SUPPLIED TEXT:

◆ ◆ ◆

Pierson v. Orlando Health (Summary)
BREACH OF CONTRACT/HCQIA IMMUNITY
Pierson v. Orlando Health, No. 6:08-cv-466-Orl-28GJK (M.D. Fla. Oct. 27, 2010)
The United States District Court for the Middle District of Florida granted a hospital’s motion for summary judgment on breach of contract and declaratory relief claims brought by a physician after he was removed from the hospital’s trauma and emergency call rotation. The physician was clinically privileged at the defendant’s hospitals when concerns arose about his performance with trauma and emergency call. An investigation began and during the investigation the physician was removed from trauma and emergency call pending completion of the investigation. The physician was still allowed to treat and admit patients in the hospital. After the investigation committee made its report and recommendation to the credentialing committee and the medical executive committee (MEC), the MEC made a recommendation to which the physician requested and received a hearing.

◆ ◆ ◆

DATA TO EXAMINE:
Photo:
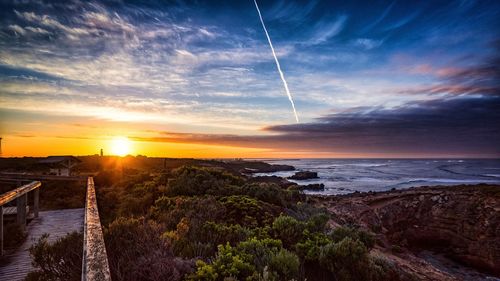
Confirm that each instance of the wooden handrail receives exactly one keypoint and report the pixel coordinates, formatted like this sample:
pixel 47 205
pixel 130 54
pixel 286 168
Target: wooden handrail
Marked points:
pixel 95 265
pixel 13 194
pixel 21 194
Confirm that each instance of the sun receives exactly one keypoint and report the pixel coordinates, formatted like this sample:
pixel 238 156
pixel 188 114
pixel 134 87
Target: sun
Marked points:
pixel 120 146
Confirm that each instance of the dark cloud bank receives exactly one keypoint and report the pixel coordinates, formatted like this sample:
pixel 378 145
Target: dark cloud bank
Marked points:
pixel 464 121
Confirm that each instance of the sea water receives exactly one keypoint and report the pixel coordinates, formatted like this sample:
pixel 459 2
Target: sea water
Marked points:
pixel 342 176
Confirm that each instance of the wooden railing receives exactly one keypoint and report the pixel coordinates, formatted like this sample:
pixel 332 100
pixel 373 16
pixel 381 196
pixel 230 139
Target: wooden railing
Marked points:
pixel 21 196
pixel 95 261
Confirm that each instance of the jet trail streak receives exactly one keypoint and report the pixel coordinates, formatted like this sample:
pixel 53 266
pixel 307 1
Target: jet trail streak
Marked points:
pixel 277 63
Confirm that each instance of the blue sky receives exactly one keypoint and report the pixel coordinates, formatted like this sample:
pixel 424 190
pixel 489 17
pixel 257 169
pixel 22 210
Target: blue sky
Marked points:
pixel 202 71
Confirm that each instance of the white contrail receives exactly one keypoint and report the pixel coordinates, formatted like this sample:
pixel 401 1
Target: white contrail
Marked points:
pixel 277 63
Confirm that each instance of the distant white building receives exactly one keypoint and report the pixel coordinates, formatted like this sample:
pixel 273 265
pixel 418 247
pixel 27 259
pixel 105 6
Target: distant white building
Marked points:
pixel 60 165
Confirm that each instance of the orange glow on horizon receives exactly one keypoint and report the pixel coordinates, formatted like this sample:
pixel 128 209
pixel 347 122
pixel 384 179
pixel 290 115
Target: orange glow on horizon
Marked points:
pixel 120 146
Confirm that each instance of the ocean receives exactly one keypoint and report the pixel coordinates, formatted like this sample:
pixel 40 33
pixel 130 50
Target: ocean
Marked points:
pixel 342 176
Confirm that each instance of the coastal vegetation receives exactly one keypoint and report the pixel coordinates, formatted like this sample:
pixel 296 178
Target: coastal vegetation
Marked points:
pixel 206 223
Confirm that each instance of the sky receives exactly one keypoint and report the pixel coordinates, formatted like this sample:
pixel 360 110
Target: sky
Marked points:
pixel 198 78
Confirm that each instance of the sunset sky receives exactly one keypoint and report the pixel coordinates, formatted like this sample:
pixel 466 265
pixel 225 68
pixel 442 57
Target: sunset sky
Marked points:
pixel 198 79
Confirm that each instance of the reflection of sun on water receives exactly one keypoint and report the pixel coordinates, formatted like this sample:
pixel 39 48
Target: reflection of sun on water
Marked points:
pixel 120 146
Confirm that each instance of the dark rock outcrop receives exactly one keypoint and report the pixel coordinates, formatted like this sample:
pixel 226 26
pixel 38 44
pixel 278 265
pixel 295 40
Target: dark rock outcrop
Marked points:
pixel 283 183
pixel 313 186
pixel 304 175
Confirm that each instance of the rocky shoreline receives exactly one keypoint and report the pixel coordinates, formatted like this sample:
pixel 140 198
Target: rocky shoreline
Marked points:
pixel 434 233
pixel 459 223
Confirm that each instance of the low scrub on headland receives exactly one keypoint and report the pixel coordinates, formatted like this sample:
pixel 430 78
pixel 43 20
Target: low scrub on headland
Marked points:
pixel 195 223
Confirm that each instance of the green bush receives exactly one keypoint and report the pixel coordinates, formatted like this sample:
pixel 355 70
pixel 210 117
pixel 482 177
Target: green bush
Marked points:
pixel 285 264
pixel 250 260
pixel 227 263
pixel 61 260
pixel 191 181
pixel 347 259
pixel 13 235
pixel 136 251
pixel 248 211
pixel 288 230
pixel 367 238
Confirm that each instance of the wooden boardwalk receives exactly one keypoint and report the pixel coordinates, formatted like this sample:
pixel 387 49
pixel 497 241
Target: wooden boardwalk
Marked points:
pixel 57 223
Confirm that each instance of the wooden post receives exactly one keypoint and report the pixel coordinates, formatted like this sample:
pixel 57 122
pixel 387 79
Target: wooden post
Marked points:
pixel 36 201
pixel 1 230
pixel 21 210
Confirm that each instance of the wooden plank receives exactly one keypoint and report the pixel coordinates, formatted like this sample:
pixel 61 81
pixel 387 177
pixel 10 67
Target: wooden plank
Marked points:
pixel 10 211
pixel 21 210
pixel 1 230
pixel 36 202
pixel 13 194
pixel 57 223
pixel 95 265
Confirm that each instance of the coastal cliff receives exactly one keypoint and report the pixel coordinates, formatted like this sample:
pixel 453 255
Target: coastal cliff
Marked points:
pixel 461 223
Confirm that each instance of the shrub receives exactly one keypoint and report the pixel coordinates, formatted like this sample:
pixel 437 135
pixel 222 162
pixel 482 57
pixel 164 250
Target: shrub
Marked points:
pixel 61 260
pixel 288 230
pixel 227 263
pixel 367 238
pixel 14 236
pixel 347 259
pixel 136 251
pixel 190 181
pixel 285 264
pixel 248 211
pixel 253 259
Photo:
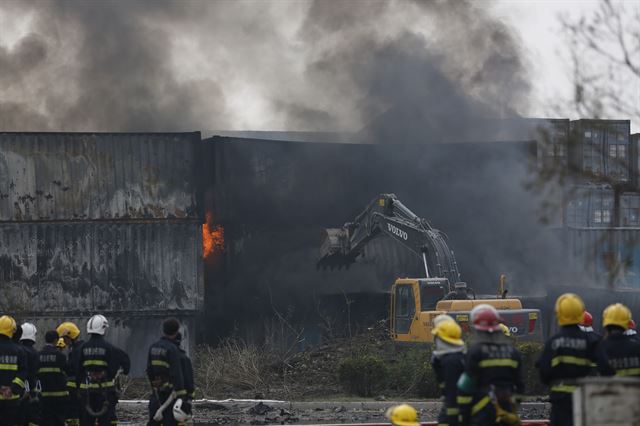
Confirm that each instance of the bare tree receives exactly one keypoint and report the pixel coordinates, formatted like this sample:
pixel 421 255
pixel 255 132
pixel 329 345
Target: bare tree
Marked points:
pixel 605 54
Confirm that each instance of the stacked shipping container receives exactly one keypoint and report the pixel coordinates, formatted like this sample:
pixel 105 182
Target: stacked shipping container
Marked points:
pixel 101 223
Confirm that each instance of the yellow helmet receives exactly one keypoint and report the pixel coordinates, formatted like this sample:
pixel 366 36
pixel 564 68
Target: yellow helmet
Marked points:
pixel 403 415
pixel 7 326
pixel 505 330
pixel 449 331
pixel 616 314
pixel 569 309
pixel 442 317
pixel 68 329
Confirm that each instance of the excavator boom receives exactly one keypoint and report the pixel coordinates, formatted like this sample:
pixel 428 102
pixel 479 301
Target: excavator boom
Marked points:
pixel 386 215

◆ ◆ ◆

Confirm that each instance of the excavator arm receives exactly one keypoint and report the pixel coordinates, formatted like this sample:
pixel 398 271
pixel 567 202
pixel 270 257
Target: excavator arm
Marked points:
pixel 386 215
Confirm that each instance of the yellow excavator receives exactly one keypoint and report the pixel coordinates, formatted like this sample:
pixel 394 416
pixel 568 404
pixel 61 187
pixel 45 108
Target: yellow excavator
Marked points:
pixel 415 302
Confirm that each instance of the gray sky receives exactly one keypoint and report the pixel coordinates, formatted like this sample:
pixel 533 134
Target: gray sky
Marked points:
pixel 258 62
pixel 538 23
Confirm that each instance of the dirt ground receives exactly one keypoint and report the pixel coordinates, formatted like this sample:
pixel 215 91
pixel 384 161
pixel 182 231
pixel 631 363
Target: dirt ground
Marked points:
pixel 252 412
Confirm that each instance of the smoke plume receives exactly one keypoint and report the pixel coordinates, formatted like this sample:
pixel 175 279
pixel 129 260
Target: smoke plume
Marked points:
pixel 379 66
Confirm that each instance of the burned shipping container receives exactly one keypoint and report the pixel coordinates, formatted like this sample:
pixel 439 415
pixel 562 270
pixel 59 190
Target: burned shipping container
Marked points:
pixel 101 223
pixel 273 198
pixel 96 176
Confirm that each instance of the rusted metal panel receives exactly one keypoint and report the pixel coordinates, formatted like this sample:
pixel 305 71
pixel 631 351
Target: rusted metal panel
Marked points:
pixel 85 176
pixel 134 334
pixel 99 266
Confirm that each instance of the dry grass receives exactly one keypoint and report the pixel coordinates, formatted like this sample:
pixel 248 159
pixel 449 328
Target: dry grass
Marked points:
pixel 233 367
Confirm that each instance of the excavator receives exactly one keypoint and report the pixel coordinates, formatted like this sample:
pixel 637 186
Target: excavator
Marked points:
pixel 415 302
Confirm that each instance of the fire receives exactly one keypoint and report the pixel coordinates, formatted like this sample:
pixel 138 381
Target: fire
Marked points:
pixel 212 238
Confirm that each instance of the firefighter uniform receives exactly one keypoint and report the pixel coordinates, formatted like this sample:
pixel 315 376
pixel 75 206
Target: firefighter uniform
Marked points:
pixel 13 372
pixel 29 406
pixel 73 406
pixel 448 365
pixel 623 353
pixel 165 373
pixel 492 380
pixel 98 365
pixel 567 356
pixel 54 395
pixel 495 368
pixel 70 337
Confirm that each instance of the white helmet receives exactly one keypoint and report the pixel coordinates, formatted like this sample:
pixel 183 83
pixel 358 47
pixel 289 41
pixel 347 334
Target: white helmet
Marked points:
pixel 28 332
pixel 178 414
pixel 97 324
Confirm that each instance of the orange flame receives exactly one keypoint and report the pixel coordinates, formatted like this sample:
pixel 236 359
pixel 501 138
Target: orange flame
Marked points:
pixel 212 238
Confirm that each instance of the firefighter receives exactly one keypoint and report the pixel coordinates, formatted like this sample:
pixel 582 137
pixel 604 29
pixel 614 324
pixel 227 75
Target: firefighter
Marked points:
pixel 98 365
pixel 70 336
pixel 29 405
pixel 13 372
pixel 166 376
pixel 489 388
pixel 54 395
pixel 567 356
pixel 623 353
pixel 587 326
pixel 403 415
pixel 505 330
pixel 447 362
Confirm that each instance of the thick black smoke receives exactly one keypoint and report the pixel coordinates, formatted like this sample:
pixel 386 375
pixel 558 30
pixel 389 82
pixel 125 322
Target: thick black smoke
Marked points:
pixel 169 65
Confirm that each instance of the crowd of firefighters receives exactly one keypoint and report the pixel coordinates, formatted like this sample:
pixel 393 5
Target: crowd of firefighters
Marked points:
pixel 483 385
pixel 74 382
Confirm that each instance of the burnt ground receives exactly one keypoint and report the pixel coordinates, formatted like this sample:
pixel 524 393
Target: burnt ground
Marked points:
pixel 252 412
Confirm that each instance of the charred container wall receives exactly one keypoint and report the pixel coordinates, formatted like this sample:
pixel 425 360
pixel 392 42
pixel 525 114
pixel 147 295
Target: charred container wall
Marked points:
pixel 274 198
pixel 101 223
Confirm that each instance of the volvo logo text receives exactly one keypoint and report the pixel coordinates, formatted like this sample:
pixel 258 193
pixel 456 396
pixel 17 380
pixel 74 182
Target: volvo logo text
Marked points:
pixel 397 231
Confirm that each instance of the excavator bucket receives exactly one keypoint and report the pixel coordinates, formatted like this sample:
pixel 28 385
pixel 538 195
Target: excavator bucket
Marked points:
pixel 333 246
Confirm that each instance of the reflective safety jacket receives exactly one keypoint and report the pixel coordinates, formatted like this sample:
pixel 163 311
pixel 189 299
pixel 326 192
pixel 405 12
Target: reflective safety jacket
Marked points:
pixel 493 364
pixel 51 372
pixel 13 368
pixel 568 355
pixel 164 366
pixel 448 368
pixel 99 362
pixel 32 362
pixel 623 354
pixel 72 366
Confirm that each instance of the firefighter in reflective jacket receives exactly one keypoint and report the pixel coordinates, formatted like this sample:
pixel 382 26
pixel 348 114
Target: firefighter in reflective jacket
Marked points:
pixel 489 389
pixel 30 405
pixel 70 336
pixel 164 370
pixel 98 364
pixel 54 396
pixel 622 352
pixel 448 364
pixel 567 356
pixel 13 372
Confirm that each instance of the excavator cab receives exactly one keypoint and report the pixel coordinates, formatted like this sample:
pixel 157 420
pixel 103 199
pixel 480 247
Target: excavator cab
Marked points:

◆ ◆ ◆

REQUIRED WORK:
(a) According to the Pierson v. Orlando Health summary, what was the physician removed from?
(b) Using the Pierson v. Orlando Health summary, explain why the physician was taken off trauma and emergency call.
(c) Carry on with the Pierson v. Orlando Health case summary, starting after its final sentence.
The material above stands apart from the case summary and is unrelated to it.

ANSWER SECTION:
(a) He was removed from the hospital's trauma and emergency call rotation.

(b) Concerns arose about his performance with trauma and emergency call, and an investigation began. During that investigation he was removed from trauma and emergency call pending its completion, though he could still treat and admit patients in the hospital.

(c)
The physician claimed the hospital breached their contract by violating provisions of the bylaws. While the court recognized that bylaws constitute a binding contract, it found “there [wa]s no genuine issue of material fact as to any of the alleged breaches of the Bylaws.” The court held that while “there may have been some technical violations of the time deadlines,” the physician “ha[d] not presented evidence of how any such violation was material” which entitled the hospital to summary judgment on the breach of contract claim.
The hospital claimed and was held to have immunity under the Health Care Quality Improvement Act (HCQIA) and Florida law. The court said that the hospital met the four elements of HCQIA immunity because the hospital’s action against the physician was in furtherance of quality health care, the effort to obtain facts was far beyond a reasonable effort, the physician was afforded adequate procedures, and the hospital’s actions were warranted by the facts. The court also found immunity under Florida law because the physician “ha[d] not identified any evidence of intentional fraud” and “ha[d] not made a specific response” to the hospital’s claim of immunity under Florida law.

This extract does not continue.